━━ Passage provided
A step 416 is formed between the relatively small-diameter first communication hole 414 and the relatively large-diameter first storage hole 415. The edge of the step 416 forms a valve seat that comes into contact with and separates from the first valve body 424 (described below). A female thread 417 is formed on the inner circumferential wall of the first storage hole 415 adjacent to the step 416.

The second body 42 is a hollow cylinder with a generally cross-shaped cross section and has an inserted portion 421 inserted into the first body 41, an exposed portion 422 exposed from the first body 41, and a handle portion 423 protruding from the exposed portion 422 in the radial direction of the tank main body 3 (i.e., the radial direction of the high-pressure tank 1). The inserted portion 421 is inserted into the first storage hole 415 of the first body 41, and the exposed portion 422 is exposed from the first storage hole 415. The handle portion 423 is formed integrally with the exposed portion 422 and consists of a pair of rod-shaped members extending in opposite directions from the exposed portion 422 (see Figure 4). The handle portion 423 is designed to fit into a handle receiving groove 104 provided in the gas supply object 10 when the high-pressure tank 1 is mated with the gas supply object 10 via the connector portion 43.

As shown in FIG. 2, a male thread 428 that threads with the female thread 417 of the first body 41 is formed on a portion of the outer peripheral wall of the inserted portion 421. The portion of the inserted portion 421 closer to the inside of the tank main body 3 than the male thread 428 is reduced in diameter to create a space between it and the first storage hole 415. The tip of the inserted portion 421 is machined into a truncated cone shape and forms a first valve body 424 that blocks or allows communication between the first storage hole 415 and the first communication hole 414. Furthermore, a circumferential groove is formed on the outer peripheral wall of the inserted portion 421 closer to the handle portion 423 than the male thread 428, and an O-ring 45 that maintains a tight seal between the inserted portion 421 and the peripheral wall of the first storage hole 415 is fitted into this circumferential groove. Meanwhile, a male thread 429 that threads with the connector portion 43 is formed on the outer peripheral wall of the exposed portion 422.

The second body 42 also has a second communication hole 425 inside that communicates with the first storage hole 415 of the first body 41, and a second storage hole 426 that communicates with the second communication hole 425 and has a larger diameter than the second communication hole 425. The second communication hole 425 has a first portion that extends along the axial direction of the high-pressure tank 1, and a second portion that extends along the radial direction of the high-pressure tank 1. The second portion of the second communication hole 425 is located closer to the handle portion 423 than the first valve body 424, and opens into the space between the inserted portion 421 and the first storage hole 415.

A step 427 is formed between the relatively small-diameter second communication hole 425 and the relatively large-diameter second storage hole 426. The second storage hole 426 is arranged coaxially with the first portion of the second communication hole 425. The spring 46 and second valve body 47 are stored in the second storage hole 426. The step 427 functions as a restricting portion that restricts the spring 46.
━━━━
━━ Exercise input
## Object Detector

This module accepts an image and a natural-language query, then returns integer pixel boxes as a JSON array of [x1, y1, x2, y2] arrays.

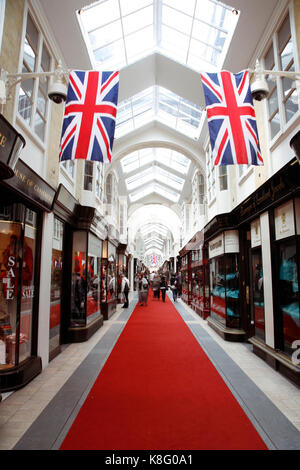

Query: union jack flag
[[201, 70, 263, 165], [59, 70, 119, 162]]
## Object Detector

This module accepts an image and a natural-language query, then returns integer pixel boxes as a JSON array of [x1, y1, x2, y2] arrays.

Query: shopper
[[121, 274, 129, 308], [171, 276, 177, 302], [152, 273, 160, 300], [160, 276, 168, 302]]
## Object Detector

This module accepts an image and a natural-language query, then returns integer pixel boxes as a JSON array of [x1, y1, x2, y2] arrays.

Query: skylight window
[[115, 86, 202, 139], [78, 0, 238, 71], [126, 165, 184, 191]]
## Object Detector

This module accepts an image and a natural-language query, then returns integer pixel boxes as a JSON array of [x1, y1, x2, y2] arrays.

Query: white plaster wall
[[260, 212, 275, 348]]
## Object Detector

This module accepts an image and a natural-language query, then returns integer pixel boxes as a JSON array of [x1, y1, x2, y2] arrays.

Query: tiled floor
[[0, 296, 300, 450]]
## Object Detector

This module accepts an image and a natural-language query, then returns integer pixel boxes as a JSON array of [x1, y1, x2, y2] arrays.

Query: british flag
[[59, 70, 119, 162], [201, 70, 263, 165]]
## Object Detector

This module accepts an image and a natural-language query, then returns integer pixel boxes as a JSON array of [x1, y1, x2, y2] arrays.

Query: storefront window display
[[0, 204, 37, 370], [278, 242, 300, 355], [71, 231, 102, 327], [251, 248, 265, 341], [49, 218, 64, 357]]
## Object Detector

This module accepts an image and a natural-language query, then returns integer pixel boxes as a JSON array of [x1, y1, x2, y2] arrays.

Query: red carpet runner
[[61, 293, 266, 450]]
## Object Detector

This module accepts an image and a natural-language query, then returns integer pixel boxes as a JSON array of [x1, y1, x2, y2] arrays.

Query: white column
[[260, 212, 275, 348], [38, 213, 54, 368]]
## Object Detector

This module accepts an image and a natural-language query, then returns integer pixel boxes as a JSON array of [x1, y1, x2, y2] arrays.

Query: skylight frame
[[77, 0, 239, 72]]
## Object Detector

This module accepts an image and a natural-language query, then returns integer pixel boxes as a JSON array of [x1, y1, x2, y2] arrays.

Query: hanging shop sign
[[0, 114, 25, 179], [3, 160, 55, 212]]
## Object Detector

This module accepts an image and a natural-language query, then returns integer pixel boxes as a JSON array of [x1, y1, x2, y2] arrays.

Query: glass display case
[[191, 245, 209, 318], [210, 253, 241, 328], [0, 204, 37, 372]]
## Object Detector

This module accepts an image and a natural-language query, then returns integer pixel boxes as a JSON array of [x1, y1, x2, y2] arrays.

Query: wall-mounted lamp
━━━━
(What is asked):
1) Name every hole the high-pressure tank valve passage identifies with a reference number, including the number.
2) Arrange the records, from their first line through the line containing "[[201, 70, 263, 165], [59, 70, 119, 162]]", as a Markdown table with the columns No. and Line. Give one numbered row per line, skip blank lines, and leave out the picture.
The technical passage and the records are unrelated material.

(Answers for the exercise):
1)
- first communication hole 414
- first storage hole 415
- second communication hole 425
- second storage hole 426

2)
| No. | Line |
|---|---|
| 1 | ## Object Detector |
| 2 | This module accepts an image and a natural-language query, then returns integer pixel boxes as a JSON array of [x1, y1, x2, y2] arrays. |
| 3 | Query: union jack flag |
| 4 | [[201, 70, 263, 165], [59, 70, 119, 162]] |